Exercise task >>
Print the records below word for word, but leave out the pictures.

Records provided >>

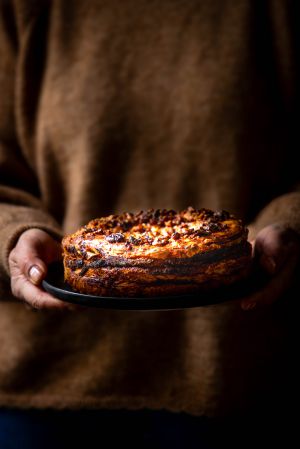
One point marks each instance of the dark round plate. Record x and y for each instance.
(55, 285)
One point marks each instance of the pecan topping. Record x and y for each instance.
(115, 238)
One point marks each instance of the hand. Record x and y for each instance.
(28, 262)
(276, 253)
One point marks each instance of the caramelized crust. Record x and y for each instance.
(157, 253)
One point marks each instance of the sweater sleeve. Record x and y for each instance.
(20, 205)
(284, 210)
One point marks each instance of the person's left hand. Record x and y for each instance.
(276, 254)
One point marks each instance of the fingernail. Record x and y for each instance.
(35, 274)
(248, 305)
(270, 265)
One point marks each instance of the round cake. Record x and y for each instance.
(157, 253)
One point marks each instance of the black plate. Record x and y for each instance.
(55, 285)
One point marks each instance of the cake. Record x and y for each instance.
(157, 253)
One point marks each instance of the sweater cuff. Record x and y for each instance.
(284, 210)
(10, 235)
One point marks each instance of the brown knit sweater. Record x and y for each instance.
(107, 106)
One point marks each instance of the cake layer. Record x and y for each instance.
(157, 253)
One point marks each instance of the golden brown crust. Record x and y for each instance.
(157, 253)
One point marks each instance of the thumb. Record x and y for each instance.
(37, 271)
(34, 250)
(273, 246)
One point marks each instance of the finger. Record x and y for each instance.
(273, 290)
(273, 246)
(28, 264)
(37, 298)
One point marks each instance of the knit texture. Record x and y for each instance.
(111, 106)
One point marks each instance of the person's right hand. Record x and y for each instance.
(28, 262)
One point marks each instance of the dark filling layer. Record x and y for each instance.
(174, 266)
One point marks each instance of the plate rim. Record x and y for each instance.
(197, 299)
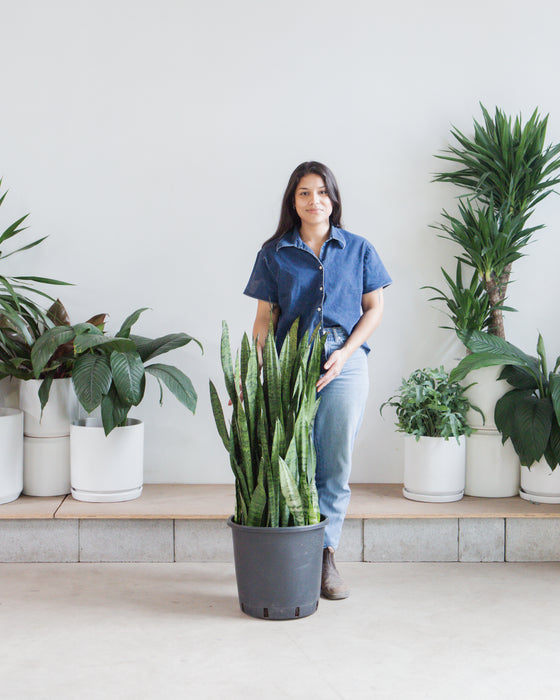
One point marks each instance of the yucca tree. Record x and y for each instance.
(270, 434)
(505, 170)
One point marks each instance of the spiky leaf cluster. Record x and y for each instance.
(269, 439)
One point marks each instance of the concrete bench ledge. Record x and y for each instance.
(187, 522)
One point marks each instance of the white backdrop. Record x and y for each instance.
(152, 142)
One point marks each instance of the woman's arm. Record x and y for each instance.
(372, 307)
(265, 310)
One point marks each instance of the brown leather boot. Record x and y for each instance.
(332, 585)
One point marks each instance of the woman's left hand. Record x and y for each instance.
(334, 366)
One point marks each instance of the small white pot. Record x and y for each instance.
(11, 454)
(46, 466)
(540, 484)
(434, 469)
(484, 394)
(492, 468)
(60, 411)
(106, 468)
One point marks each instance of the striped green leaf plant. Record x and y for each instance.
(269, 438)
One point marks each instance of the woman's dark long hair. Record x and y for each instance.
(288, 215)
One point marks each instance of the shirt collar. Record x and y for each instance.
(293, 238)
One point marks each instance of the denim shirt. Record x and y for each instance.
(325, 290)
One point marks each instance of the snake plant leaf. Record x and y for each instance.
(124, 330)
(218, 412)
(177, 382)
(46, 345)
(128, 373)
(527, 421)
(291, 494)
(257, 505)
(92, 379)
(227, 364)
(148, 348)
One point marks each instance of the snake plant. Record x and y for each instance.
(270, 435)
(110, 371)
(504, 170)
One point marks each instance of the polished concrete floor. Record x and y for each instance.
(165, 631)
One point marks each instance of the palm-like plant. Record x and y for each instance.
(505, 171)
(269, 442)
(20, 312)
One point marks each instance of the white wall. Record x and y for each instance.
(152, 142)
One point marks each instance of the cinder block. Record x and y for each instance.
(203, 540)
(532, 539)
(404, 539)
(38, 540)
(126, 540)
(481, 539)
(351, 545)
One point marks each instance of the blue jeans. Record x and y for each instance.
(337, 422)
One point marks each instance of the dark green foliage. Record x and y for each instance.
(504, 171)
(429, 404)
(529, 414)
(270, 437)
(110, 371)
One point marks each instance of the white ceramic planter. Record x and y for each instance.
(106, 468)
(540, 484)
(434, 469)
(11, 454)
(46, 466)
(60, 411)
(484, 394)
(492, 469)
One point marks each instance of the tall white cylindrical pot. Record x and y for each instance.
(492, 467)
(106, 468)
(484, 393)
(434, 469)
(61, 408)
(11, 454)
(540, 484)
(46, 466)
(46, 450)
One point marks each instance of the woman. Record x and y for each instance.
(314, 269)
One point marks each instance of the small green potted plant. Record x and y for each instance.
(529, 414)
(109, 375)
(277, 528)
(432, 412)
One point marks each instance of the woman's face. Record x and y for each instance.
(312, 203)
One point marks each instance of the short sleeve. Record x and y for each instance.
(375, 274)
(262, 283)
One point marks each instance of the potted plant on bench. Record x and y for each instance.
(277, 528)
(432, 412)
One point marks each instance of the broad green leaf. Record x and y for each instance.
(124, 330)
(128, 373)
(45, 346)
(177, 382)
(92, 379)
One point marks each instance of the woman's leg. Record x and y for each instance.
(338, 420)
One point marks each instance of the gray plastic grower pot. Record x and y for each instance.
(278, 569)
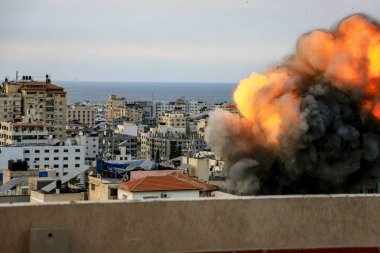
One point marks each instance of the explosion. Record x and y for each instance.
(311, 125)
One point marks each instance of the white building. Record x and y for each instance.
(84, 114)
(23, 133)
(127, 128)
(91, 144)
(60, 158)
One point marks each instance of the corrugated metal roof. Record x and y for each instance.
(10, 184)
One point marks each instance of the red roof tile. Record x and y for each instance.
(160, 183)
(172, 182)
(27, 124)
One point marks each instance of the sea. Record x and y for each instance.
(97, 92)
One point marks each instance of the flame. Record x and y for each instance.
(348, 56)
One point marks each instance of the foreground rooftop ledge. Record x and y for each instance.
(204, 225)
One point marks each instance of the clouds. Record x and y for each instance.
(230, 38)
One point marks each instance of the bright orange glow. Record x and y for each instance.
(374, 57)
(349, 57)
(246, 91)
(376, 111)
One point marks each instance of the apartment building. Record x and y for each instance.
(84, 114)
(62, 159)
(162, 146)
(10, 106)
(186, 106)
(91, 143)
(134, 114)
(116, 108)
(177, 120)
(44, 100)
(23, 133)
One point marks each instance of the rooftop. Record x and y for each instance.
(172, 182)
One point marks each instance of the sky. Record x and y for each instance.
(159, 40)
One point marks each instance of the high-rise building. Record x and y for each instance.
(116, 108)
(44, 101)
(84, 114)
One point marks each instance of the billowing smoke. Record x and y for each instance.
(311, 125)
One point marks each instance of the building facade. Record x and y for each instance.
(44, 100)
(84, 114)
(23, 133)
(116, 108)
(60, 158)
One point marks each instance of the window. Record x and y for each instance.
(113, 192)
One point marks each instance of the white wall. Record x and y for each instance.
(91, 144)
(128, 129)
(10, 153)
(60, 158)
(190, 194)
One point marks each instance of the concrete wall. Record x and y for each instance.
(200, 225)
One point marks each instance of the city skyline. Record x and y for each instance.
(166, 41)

Written solution >>
One point marks each instance of the dark round plate. Record x and y for each instance.
(55, 285)
One point marks each instance of the pecan topping. Record x and y for each instance.
(115, 238)
One point marks each instance of the hand. Record x and y for each instance.
(28, 262)
(276, 253)
One point marks each instance of the caramelized crust. Record x and y for each instance.
(157, 253)
One point marks each instance of the sweater sleeve. Record x and y for each instance.
(20, 205)
(284, 210)
One point marks each instance of the person's left hand. Record x and y for each instance.
(276, 254)
One point marks each instance of the fingernail. Record x and y for each instance.
(35, 274)
(248, 305)
(270, 265)
One point marks each instance of the round cake. Record x and y for each instance.
(157, 253)
One point marks each instance of the black plate. Record x and y for each instance.
(55, 285)
One point marks each instance of the cake. Record x and y for each instance.
(157, 253)
One point marks each instance of the sweater cuff. Record x and y for each instance.
(284, 210)
(10, 235)
One point marks each instance of the brown knit sweater. Record x and y for each instance.
(107, 106)
One point marks each instance of the cake layer. Record x and y for each instance.
(157, 253)
One point marks each instance of the golden brown crust. Record x and y for each instance.
(157, 253)
One point marks each instance of the thumb. Record x and y for each instance.
(37, 271)
(34, 250)
(273, 246)
One point marks each instance of the finger. Record x and y for each instance.
(273, 290)
(273, 246)
(28, 264)
(37, 298)
One point marks each instance of the knit texture. Record x and y for each instance.
(111, 106)
One point marks each instance of the person's right hand. Record x and y for each instance.
(28, 262)
One point marks each instance of the dark filling layer. Record x and y for each instance.
(174, 266)
One point marks each instance of the plate rim. Record x and y for each instance.
(197, 299)
One point marks each instance of the yucca tree. Record x and y for each instance.
(270, 434)
(505, 170)
One point marks each instance of the spiky leaf cluster. Record x and y for each instance.
(269, 439)
One point marks each instance of the concrete bench ledge. Record x and y for each instance.
(187, 522)
One point marks each instance of the white backdrop. Record x and y for each instance.
(152, 142)
One point marks each instance of the woman's arm. Record x and y for each instance.
(372, 307)
(265, 310)
One point marks each instance of the brown leather boot. Record x and y for each instance.
(332, 585)
One point marks each instance of the woman's left hand. Record x and y for each instance.
(334, 366)
One point marks each instance of the small white pot. Record x and y for each instance.
(11, 454)
(46, 466)
(540, 484)
(434, 469)
(484, 394)
(492, 468)
(60, 411)
(106, 468)
One point marks each instance of the striped green leaf plant. Record x and y for each instance.
(269, 438)
One point marks each instance of the woman's dark long hair. Record x and y for each instance.
(288, 215)
One point marks each instance of the shirt collar. Record x and y for each instance.
(293, 238)
One point marks each instance of the denim shirt. Record x and y for each instance.
(325, 290)
One point marks each instance of the snake plant leaf. Record x and y for each instance.
(124, 330)
(218, 412)
(177, 382)
(46, 345)
(128, 373)
(527, 421)
(291, 494)
(257, 505)
(92, 379)
(227, 364)
(148, 348)
One point marks each instance of the snake plant. Record x and y for each instance.
(270, 435)
(110, 371)
(504, 170)
One point marks each instance of the polished concrete floor. Record x and y for each instance.
(165, 631)
One point marks each instance of the palm-like plant. Record x and y for each instance.
(505, 171)
(269, 442)
(20, 312)
One point marks each instance of the white wall. Record x and y for each instance.
(152, 142)
One point marks each instance of the cinder block. Record x and y for each instance.
(203, 540)
(532, 539)
(404, 539)
(38, 540)
(126, 540)
(481, 539)
(351, 545)
One point marks each instance of the blue jeans. Record x and y for each instance.
(337, 422)
One point marks each instance of the dark green foliage. Record x and y for each instance.
(504, 171)
(429, 404)
(529, 414)
(270, 437)
(110, 371)
One point marks each instance of the white ceramic planter. Record x and y for each instance.
(106, 468)
(540, 484)
(434, 469)
(11, 454)
(46, 466)
(60, 411)
(484, 394)
(492, 469)
One point marks each instance of the tall white cylindrical pot. Record x and y for each instance.
(492, 467)
(106, 468)
(484, 393)
(434, 469)
(61, 408)
(11, 454)
(540, 484)
(46, 466)
(46, 450)
One point marks each instance of the woman. Record x and y for each instance.
(314, 269)
One point marks each instance of the small green potted plant. Record x and y for each instance.
(529, 414)
(109, 375)
(277, 528)
(432, 412)
One point marks each instance of the woman's face. Record x and y for each instance.
(312, 203)
One point marks each instance of the short sleeve. Record x and y for each instance.
(375, 274)
(262, 283)
One point marks each instance of the potted plant on bench. Record x and y for each instance.
(277, 528)
(432, 412)
One point marks each instance of the broad green leaf. Record x and y for each instance.
(124, 330)
(128, 373)
(45, 346)
(177, 382)
(92, 379)
One point marks each instance of the woman's leg. Record x and y for each instance.
(338, 420)
One point marks each instance of the gray plastic grower pot. Record x and y for each instance.
(278, 569)
One point marks each instance of the explosion. Record x and y for each instance.
(311, 125)
One point marks each instance of the white building. Record x and y for each instance.
(84, 114)
(23, 133)
(127, 128)
(91, 144)
(60, 158)
One point marks each instance of the corrugated metal roof. Record x and y for each instance.
(10, 184)
One point marks each instance of the red roof tile. Record x and y for each instance.
(160, 183)
(172, 182)
(27, 124)
One point marks each instance of the sea. Record x and y for each instance.
(97, 92)
One point marks each instance of the flame. Record x and y for each instance.
(348, 56)
One point marks each instance of the foreground rooftop ledge. Record x and y for each instance.
(204, 225)
One point marks each instance of the clouds. Record x and y for each instance.
(230, 38)
One point marks each instance of the bright orange glow. Record x and y for each instance.
(374, 57)
(349, 57)
(246, 91)
(376, 111)
One point marks each instance of the apartment building. Record x and y for each instance.
(84, 114)
(62, 159)
(162, 146)
(10, 106)
(186, 106)
(91, 143)
(134, 114)
(116, 108)
(177, 120)
(44, 100)
(23, 133)
One point marks each instance of the rooftop. Record x and y for each instance.
(172, 182)
One point marks each instance of the sky. Record x and y for each instance.
(159, 40)
One point marks each instance of the high-rise building. Record x and y for each instance.
(116, 108)
(44, 101)
(84, 114)
One point marks each instance of the billowing smoke. Record x and y for each instance.
(311, 125)
One point marks each instance of the building facade. Record x and y for each instance.
(44, 100)
(84, 114)
(23, 133)
(116, 108)
(60, 158)
One point marks each instance of the window. Record x and y for each instance.
(113, 192)
One point marks each instance of the white wall. Record x and y for each instance.
(91, 144)
(128, 129)
(10, 153)
(60, 158)
(190, 194)
One point marks each instance of the concrete wall. Record x and y for each instance.
(200, 225)
One point marks each instance of the city skyline. Record x and y for each instance.
(166, 41)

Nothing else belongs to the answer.